## TRECHO EXIBIDO

◇ ◇ ◇ ◇

Antes de aceitar o encargo foram necessárias horas e mais horas de negociações. Fora pressionada bastante, mas decidiu-se. Para depois, à primeira tempestade, dar no pé. O mundo é melhor que uma Reitoria da UFBA: a negrada aí presente pode arranhar a instituição, mas as estruturas dela permanecem intocável domínio branco.

Bárbara tem importante presença e dezenas de milhares de seguidores – para o bem ou para o mal – nos canais que mantém em redes, principalmente no Instagram, com a denominação “Uma intelectual diferentona”. Os ataques, achaques e assédios que sofreu depois do anúncio de sua candidatura ao lado deste escrevinhador a fez adoecer, informou ao desistir.

Depois que inscreveu nossa candidatura, não mais paramos de nos falar. Disse que “coletivos negros” da universiade haviam contactado, ou ela a eles. Porta-vozes de alguns disseram-lhe que iriam nos apoiar, mais por ela que por este escriba, tachado de “individualista”. Ensinaram a ela: antes de candidatarem-se, vocês teriam de consultar os “coletivos”. Tá!

◇ ◇ ◇ ◇

## LINHAS ARMAZENADAS
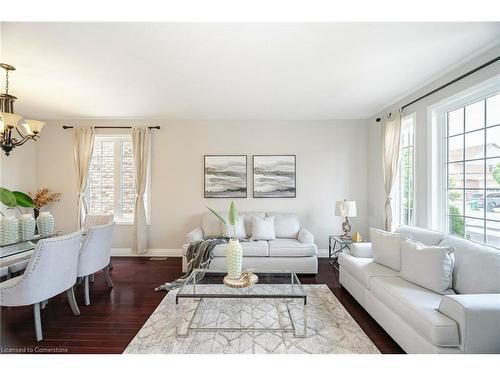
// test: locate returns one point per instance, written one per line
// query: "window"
(473, 170)
(405, 191)
(111, 183)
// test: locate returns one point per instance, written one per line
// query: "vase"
(9, 232)
(45, 224)
(26, 227)
(234, 259)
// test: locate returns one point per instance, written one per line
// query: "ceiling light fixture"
(9, 121)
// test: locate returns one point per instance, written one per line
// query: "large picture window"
(111, 185)
(473, 171)
(406, 173)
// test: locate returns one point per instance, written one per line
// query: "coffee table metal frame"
(190, 290)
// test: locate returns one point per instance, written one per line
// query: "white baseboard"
(322, 253)
(127, 252)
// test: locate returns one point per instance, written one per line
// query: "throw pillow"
(228, 229)
(386, 248)
(428, 266)
(263, 228)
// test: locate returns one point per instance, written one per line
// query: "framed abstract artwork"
(274, 176)
(225, 176)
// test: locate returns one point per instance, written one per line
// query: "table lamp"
(345, 209)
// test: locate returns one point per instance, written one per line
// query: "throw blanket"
(198, 255)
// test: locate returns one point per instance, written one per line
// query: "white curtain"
(141, 144)
(391, 135)
(83, 145)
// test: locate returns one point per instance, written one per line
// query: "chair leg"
(72, 301)
(86, 290)
(38, 322)
(108, 276)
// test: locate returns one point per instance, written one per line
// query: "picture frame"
(274, 176)
(225, 176)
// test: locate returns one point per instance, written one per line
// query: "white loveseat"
(420, 320)
(293, 249)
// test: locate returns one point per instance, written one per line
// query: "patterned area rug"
(330, 328)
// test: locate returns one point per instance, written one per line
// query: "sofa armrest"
(478, 319)
(305, 236)
(194, 235)
(361, 250)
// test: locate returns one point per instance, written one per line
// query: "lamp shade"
(10, 119)
(345, 208)
(34, 126)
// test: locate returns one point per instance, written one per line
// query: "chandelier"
(14, 131)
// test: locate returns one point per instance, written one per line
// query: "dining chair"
(4, 271)
(95, 220)
(51, 270)
(17, 267)
(95, 255)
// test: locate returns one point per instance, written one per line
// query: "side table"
(336, 246)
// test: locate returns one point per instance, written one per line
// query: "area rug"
(330, 328)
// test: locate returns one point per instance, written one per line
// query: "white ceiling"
(228, 71)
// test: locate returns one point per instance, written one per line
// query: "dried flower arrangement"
(44, 197)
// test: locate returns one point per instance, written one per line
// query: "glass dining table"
(21, 249)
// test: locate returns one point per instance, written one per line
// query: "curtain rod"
(449, 83)
(112, 127)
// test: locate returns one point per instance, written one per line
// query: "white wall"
(331, 165)
(423, 187)
(17, 171)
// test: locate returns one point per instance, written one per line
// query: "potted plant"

◇ ◇ ◇ ◇

## ENUNCIADO 1
Liste tudo o que, segundo o trecho exibido, Bárbara sofreu depois do anúncio de sua candidatura.
## ENUNCIADO 2
De acordo com o trecho exibido, por que Bárbara desistiu da candidatura?
## ENUNCIADO 3
Reproduza o trecho exibido, de "Bárbara tem importante" até "informou ao desistir.", trocando "seguidores" por "leitores".
As linhas não têm relação com o trecho exibido.

## RESPOSTA 1
Ataques, achaques e assédios.

## RESPOSTA 2
Ela informou, ao desistir, que os ataques, achaques e assédios sofridos depois do anúncio de sua candidatura ao lado do escrevinhador a fizeram adoecer.

## RESPOSTA 3
Bárbara tem importante presença e dezenas de milhares de leitores – para o bem ou para o mal – nos canais que mantém em redes, principalmente no Instagram, com a denominação “Uma intelectual diferentona”. Os ataques, achaques e assédios que sofreu depois do anúncio de sua candidatura ao lado deste escrevinhador a fez adoecer, informou ao desistir.